Please arrange the records as a Markdown table with the columns Row and Line text, one numbered row per line and blank lines omitted. Include only the lines starting at the one containing "Q: Please detect the white glove" and ending at the one containing "[131,324,149,344]".

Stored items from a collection
<<<<
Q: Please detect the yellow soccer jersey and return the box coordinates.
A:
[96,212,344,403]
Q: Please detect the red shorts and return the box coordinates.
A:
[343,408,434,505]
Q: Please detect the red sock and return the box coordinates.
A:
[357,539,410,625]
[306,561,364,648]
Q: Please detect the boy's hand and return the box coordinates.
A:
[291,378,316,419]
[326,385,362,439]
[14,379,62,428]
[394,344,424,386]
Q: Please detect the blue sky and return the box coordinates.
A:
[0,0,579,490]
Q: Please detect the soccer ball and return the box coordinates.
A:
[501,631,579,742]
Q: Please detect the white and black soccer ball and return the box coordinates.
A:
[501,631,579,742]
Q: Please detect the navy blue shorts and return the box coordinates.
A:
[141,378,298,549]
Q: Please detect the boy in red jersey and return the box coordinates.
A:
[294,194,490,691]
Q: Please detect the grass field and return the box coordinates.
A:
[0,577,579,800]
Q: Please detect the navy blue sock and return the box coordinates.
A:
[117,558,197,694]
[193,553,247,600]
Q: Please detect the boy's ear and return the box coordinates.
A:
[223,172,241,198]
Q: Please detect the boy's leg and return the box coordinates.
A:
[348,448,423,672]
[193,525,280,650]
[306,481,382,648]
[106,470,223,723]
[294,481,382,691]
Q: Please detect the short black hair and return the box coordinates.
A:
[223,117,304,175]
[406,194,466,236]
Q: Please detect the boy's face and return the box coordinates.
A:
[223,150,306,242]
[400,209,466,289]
>>>>
<<<<
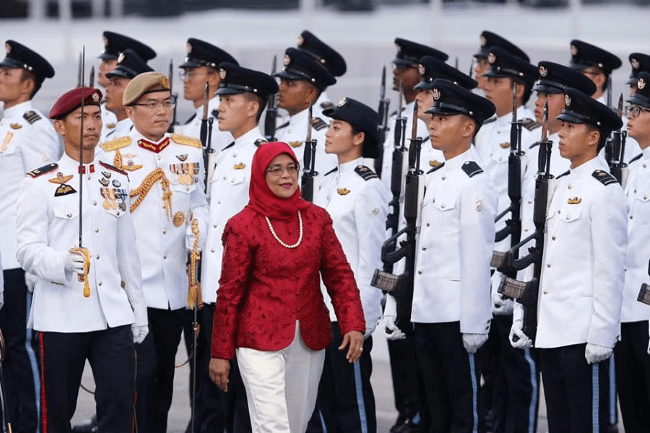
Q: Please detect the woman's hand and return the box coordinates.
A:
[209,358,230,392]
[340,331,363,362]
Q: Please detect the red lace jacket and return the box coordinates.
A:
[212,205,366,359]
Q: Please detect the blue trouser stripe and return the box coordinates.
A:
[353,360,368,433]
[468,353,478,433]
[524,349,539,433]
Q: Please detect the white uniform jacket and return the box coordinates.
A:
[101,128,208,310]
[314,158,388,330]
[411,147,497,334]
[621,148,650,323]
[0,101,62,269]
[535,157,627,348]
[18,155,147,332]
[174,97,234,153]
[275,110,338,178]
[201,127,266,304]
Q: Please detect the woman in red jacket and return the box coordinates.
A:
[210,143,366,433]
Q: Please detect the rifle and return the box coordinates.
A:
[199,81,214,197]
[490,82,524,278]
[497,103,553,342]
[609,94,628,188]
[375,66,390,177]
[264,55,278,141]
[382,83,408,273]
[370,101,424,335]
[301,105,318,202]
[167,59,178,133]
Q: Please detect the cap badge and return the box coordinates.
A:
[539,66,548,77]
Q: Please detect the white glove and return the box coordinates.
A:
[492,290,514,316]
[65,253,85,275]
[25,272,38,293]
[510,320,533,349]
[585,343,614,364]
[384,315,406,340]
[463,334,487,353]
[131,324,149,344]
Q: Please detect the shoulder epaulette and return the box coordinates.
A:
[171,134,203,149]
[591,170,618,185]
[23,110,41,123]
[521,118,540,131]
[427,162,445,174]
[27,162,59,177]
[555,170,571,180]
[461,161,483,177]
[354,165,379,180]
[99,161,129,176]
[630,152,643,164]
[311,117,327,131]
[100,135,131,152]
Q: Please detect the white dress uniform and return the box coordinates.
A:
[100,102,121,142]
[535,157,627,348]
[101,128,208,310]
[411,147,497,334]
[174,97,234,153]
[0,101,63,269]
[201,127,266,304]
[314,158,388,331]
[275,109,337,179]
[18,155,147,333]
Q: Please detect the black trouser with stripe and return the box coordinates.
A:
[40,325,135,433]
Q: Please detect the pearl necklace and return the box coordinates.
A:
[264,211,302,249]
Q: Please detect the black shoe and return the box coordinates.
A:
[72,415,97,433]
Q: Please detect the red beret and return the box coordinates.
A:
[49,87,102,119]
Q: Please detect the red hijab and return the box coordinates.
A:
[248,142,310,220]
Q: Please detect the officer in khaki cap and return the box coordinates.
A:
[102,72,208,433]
>>>>
Response below –
| Row | Line text |
|---|---|
| 1 | Q: Please detect the white glove and return the box coordinates. |
| 2 | A: |
| 3 | [492,290,514,316] |
| 4 | [65,253,85,275] |
| 5 | [25,272,38,293] |
| 6 | [510,320,533,349] |
| 7 | [585,343,614,364] |
| 8 | [384,315,406,340] |
| 9 | [463,334,487,353] |
| 10 | [131,324,149,344] |